Action item:
What's wanted is the full listing, reproduced exactly.

---

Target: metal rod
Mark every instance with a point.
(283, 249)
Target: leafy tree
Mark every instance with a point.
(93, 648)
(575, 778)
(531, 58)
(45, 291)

---

Reply:
Target: metal rod
Mark every instance with a point.
(283, 249)
Target: leafy tree
Mark every instance with a point.
(93, 648)
(575, 778)
(531, 58)
(45, 291)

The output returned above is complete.